-- Problem to work on --
Reproduce the material verbatim, everything from its first line down to the line containing "box: [261, 107, 290, 126]", with both of those lines included.

[Input data Boundary: Start]

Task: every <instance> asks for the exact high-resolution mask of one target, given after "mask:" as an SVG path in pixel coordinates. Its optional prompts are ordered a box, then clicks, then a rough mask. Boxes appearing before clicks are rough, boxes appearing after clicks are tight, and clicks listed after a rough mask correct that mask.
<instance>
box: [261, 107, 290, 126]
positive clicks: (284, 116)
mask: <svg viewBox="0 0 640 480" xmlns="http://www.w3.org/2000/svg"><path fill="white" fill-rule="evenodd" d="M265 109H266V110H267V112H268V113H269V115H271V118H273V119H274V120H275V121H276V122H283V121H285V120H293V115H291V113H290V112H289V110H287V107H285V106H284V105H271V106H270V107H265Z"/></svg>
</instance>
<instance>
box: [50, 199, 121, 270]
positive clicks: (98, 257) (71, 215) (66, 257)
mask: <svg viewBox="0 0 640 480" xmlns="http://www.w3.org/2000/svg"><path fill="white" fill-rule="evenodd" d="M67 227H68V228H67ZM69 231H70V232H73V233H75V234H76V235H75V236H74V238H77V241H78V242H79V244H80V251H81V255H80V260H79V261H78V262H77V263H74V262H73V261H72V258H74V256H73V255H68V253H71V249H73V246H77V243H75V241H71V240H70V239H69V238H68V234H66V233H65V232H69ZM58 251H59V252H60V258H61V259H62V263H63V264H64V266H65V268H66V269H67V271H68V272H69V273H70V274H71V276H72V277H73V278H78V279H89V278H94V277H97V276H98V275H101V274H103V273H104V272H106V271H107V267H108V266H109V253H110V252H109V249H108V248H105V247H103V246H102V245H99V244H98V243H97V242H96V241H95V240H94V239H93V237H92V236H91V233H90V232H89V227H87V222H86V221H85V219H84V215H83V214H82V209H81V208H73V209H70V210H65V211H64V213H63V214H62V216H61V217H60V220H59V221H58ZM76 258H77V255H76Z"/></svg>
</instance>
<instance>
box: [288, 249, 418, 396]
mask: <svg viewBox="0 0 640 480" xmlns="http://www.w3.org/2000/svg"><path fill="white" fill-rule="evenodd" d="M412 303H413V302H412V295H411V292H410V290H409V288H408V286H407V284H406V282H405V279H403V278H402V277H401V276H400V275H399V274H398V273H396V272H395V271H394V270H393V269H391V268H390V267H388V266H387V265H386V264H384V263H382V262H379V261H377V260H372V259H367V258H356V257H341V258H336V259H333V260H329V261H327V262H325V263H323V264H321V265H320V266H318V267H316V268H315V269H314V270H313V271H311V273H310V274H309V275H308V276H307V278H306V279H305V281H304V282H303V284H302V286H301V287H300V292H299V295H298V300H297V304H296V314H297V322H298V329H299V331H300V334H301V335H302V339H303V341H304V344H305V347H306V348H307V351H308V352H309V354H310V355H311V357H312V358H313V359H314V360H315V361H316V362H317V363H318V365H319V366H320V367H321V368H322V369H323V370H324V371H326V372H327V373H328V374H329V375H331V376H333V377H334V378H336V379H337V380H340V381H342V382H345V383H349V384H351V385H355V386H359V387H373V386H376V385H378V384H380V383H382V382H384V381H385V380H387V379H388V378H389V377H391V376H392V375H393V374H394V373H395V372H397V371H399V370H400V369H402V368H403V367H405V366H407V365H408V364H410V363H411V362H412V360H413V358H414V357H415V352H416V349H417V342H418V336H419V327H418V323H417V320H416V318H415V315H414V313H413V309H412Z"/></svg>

[Input data Boundary: End]

-- The answer --
Task: every <instance> asks for the exact high-resolution mask of one target, given after "mask:" as an SVG path in pixel coordinates. Its optional prompts are ordered a box, then clicks, then a rough mask. Boxes appearing before clicks are rough, boxes appearing after clicks are tight, and clicks listed after a rough mask correct that mask.
<instance>
box: [261, 107, 290, 126]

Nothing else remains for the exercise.